* [Work instructions]
Rewrite the part that opens with the line containing "Segment the tree" and closes with the line containing "38 26 L 44 24", swapping "tree trunk" for "tree stem" and leaving everything else unchanged.

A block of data
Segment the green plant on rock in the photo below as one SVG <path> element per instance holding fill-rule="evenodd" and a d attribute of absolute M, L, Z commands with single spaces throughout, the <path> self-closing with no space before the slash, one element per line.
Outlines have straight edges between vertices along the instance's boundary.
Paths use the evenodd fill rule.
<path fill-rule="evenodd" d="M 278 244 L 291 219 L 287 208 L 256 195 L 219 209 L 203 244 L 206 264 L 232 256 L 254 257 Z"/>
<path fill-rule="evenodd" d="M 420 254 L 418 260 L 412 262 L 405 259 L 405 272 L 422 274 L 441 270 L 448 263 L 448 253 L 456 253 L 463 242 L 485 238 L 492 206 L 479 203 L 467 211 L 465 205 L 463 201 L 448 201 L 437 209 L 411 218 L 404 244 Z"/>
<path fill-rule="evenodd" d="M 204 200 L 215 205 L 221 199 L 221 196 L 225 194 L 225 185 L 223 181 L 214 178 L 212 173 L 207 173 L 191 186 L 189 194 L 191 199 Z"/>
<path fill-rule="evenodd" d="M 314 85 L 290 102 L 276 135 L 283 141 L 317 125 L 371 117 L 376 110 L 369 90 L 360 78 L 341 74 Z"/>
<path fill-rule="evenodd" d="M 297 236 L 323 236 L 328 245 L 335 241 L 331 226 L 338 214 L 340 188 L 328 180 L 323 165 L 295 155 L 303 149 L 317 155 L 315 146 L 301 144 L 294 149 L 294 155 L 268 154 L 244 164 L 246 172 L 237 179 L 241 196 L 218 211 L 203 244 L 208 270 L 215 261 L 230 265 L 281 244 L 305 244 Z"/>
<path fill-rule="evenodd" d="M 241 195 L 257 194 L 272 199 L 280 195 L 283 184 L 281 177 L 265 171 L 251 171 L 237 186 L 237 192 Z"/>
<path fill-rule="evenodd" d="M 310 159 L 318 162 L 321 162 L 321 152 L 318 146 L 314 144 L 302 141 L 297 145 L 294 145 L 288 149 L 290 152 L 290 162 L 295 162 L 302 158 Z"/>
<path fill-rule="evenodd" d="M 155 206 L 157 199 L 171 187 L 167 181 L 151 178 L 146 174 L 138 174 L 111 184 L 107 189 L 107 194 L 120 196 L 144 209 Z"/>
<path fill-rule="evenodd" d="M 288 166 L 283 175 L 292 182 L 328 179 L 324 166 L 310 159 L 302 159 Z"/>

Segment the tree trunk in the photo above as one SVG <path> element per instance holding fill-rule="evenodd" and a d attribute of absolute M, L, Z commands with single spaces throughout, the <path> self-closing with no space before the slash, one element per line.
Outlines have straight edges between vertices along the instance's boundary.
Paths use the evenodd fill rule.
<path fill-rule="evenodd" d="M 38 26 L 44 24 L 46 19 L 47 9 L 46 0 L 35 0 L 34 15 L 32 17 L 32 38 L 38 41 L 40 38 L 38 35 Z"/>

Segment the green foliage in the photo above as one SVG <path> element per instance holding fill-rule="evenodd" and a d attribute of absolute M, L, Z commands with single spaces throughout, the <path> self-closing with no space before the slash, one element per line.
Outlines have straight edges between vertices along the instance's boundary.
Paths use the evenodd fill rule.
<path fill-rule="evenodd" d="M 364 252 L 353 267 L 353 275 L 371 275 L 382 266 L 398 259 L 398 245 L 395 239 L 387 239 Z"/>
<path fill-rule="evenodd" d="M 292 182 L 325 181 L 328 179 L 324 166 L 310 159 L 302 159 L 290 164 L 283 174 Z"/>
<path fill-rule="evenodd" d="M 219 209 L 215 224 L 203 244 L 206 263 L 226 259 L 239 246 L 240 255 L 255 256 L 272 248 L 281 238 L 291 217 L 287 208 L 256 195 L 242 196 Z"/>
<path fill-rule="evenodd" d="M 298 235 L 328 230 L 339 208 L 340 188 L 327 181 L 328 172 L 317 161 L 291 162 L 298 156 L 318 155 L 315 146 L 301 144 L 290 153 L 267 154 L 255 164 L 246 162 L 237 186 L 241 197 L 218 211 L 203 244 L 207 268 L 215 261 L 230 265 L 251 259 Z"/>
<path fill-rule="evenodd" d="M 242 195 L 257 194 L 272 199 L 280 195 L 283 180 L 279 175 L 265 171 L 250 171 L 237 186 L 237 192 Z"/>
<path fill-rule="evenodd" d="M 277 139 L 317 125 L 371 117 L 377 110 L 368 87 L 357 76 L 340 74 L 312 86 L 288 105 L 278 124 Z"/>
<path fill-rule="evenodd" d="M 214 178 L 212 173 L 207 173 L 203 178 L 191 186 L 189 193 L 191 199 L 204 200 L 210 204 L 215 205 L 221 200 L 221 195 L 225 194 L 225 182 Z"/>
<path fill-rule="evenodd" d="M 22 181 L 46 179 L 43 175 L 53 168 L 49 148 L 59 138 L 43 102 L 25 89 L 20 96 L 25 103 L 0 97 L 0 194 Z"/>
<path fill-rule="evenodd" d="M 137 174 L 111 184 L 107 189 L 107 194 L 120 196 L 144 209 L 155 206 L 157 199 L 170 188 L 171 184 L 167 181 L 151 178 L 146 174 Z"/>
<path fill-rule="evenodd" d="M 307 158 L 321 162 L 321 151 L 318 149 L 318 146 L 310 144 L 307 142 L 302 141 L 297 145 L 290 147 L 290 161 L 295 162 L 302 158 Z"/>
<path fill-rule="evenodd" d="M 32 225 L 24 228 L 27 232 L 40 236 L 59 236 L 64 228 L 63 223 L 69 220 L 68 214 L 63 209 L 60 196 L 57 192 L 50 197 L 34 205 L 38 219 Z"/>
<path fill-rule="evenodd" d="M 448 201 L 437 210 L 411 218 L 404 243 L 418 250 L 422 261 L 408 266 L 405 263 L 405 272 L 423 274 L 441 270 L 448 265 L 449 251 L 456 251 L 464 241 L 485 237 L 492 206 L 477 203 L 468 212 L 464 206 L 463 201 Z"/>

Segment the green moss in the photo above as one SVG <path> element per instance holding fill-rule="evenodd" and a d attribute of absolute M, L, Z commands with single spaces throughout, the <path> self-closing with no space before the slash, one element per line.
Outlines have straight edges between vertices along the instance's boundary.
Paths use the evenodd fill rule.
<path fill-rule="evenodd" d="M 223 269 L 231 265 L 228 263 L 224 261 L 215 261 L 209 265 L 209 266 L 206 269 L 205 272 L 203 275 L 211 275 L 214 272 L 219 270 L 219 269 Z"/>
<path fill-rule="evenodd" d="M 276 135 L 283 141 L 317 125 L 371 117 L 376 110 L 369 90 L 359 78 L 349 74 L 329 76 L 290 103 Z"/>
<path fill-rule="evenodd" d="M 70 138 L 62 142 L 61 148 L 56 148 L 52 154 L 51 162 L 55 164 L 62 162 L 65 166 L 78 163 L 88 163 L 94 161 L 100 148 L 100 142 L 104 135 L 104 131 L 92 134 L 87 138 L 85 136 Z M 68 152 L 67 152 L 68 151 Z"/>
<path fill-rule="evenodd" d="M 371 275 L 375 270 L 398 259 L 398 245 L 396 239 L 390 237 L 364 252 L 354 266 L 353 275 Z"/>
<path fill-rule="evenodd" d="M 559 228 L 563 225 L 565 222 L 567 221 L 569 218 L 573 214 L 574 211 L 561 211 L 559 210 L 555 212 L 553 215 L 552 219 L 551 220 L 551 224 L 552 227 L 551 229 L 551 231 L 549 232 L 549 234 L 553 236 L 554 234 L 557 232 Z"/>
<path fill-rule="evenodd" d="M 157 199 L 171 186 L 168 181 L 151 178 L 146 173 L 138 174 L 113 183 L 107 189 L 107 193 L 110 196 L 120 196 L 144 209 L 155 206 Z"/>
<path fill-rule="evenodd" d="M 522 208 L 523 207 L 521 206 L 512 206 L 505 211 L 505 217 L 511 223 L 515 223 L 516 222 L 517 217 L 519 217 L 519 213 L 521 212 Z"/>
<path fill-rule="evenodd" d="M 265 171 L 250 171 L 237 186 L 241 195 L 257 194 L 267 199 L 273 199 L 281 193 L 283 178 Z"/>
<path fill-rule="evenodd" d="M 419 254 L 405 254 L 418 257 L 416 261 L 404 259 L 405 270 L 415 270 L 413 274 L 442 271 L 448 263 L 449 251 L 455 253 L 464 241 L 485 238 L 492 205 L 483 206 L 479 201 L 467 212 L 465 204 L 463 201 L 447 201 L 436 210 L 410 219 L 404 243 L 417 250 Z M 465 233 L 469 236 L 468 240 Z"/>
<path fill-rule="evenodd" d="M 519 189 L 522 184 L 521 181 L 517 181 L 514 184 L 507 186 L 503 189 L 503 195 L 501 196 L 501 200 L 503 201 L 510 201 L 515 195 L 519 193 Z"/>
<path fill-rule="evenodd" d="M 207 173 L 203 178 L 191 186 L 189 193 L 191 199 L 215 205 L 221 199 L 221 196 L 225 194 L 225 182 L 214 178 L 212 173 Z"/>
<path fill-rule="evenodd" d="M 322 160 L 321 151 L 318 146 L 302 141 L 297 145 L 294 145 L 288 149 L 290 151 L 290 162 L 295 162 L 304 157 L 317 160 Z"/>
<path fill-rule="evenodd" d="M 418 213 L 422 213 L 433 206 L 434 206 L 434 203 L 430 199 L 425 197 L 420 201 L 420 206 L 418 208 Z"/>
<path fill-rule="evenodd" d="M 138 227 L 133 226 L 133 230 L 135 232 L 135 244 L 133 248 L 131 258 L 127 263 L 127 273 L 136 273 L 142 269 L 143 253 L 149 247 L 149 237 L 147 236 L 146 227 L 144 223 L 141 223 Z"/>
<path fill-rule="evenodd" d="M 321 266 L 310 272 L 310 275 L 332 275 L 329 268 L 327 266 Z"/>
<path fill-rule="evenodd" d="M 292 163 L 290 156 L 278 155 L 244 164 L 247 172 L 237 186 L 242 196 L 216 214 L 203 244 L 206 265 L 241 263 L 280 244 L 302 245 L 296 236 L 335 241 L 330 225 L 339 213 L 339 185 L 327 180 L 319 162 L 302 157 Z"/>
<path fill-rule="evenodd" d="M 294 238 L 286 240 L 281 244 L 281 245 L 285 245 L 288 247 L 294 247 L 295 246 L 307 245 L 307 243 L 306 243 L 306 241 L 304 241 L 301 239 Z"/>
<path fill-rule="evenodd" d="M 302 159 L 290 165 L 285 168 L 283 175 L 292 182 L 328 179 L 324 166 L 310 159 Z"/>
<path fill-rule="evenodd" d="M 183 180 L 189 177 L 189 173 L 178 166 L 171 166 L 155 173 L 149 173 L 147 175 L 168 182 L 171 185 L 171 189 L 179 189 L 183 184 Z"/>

* [Written response]
Segment the tree stem in the photo above as one SVG <path> element per instance holding fill-rule="evenodd" and a d attribute of absolute M, L, Z commands with single spaces throughout, the <path> self-closing with no space before the slash, one element per line.
Outlines have straight edges between vertices along the instance's boundary.
Paths use the evenodd fill rule.
<path fill-rule="evenodd" d="M 38 26 L 44 24 L 46 19 L 47 9 L 46 0 L 35 0 L 34 15 L 32 17 L 32 38 L 38 41 L 40 38 L 38 35 Z"/>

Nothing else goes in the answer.